Consegue prolongar a crítica ao filme autobiográfico de Spielberg a partir do ponto em que ela termina?

── Texto extraído ──

E a comprovar estão os resultados decepcionantes deste e de outros tantos filmes que fogem ao espectáculo visual da Disney e companhia… E o mais irónico é que Spielberg fundou em parte esse modelo do “blockbuster” moderno que viria depois a ser replicado por outros (James Cameron etc. ), e a ter direito a múltiplas salas de cinema em centros comerciais.
Drama familiar bem salpicado de momentos hilariantes, esta autobiografia reinventada acaba talvez por não revelar grandes choques para quem conhece bem a filmografia do realizador, dado que, em boa verdade, os seus filmes sempre tiveram um certo toque pessoal. Ajuda, sim, a olhar para trás e unir certos pontos entre ficção e realidade – nomeadamente nas obras marcadas por famílias disfuncionais, com um dos pais mais ausente – certamente um dos seus grandes traços autorais.
De resto, há aqui nesta carta de amor à sétima arte um testamento bem interessante ao poder que uma câmara pode ter em por um lado – o de capturar a verdade antes desta ser apreendida pelo olhar humano e, por outro, de formar uma narrativa fácil e potencialmente errónea de herói/vilão, isto é, de replicar uma verdade do criador que a usa.

───
── Material ──

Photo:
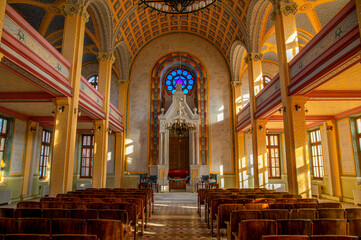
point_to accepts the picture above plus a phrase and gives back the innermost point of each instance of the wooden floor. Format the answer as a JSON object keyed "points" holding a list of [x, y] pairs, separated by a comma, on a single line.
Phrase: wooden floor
{"points": [[175, 217]]}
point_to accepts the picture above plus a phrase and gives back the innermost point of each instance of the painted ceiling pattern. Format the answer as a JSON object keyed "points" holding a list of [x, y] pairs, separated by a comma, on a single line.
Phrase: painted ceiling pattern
{"points": [[221, 24]]}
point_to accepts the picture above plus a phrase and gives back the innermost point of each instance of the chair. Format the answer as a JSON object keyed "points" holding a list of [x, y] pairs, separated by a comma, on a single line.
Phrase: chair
{"points": [[329, 227], [303, 213], [84, 213], [355, 227], [28, 213], [8, 225], [333, 237], [7, 212], [74, 237], [28, 204], [68, 226], [258, 206], [294, 227], [285, 237], [329, 205], [335, 213], [255, 229], [224, 214], [286, 200], [237, 216], [20, 236], [56, 213], [281, 206], [275, 214], [105, 229], [34, 225], [352, 213]]}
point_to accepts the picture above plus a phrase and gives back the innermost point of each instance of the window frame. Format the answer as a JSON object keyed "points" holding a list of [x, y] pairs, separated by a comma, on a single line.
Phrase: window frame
{"points": [[319, 157], [45, 145], [269, 158], [89, 159], [358, 134], [3, 136], [95, 84]]}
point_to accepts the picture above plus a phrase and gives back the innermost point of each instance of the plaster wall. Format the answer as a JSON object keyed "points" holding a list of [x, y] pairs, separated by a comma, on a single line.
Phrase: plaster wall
{"points": [[218, 104]]}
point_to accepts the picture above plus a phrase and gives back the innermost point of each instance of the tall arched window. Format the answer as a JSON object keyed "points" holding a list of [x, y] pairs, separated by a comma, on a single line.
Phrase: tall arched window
{"points": [[93, 80], [180, 76]]}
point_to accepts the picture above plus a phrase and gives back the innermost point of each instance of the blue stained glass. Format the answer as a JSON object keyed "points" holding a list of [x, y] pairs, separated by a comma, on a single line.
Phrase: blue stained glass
{"points": [[179, 76]]}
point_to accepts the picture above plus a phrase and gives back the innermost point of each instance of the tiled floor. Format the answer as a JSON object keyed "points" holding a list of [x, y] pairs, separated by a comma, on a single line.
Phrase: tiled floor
{"points": [[175, 217]]}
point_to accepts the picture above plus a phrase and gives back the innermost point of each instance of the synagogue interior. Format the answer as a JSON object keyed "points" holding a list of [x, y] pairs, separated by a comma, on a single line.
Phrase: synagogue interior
{"points": [[161, 106]]}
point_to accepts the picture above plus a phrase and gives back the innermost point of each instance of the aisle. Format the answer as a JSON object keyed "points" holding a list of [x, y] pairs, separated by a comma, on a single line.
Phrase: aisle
{"points": [[175, 217]]}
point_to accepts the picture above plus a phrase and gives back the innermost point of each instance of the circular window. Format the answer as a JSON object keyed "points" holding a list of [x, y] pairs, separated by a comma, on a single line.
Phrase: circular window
{"points": [[179, 76]]}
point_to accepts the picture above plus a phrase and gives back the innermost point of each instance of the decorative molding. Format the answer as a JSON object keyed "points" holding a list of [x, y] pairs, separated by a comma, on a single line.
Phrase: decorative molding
{"points": [[75, 9], [286, 8], [123, 82], [236, 83], [253, 57], [106, 56]]}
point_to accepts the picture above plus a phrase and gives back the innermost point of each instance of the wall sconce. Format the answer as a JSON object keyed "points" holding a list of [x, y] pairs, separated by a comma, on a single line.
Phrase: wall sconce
{"points": [[282, 109], [61, 109], [329, 128]]}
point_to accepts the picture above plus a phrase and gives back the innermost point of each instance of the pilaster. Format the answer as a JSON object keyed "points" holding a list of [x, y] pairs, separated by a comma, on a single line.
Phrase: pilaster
{"points": [[2, 15], [280, 15], [65, 121], [119, 160], [254, 61], [27, 169], [101, 136]]}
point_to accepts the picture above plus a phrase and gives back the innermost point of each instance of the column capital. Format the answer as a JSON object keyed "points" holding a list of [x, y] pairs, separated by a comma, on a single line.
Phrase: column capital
{"points": [[75, 9], [236, 84], [106, 56], [286, 8], [123, 82], [253, 57]]}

───

### Resultado final
“Os filmes são como sonhos dos quais nunca nos esquecemos”, diz-nos a matriarca do jovem artista logo no início (Michelle Williams, numa performance sumarenta repleta de altos e baixos, bem premiável), que se vem a revelar a grande defensora do talento artístico do filho.
“The Fabelmans” pode não ser um sonho tão inesquecível como queria ser e não escapa a um certo auto endeusamento do artista, mesmo que em modo auto irónico. Mas ficamos contentes por Spielberg finalmente ter tido a oportunidade de reinventar a sua história – no que aparenta ser também um momento terapêutico de catarse pessoal.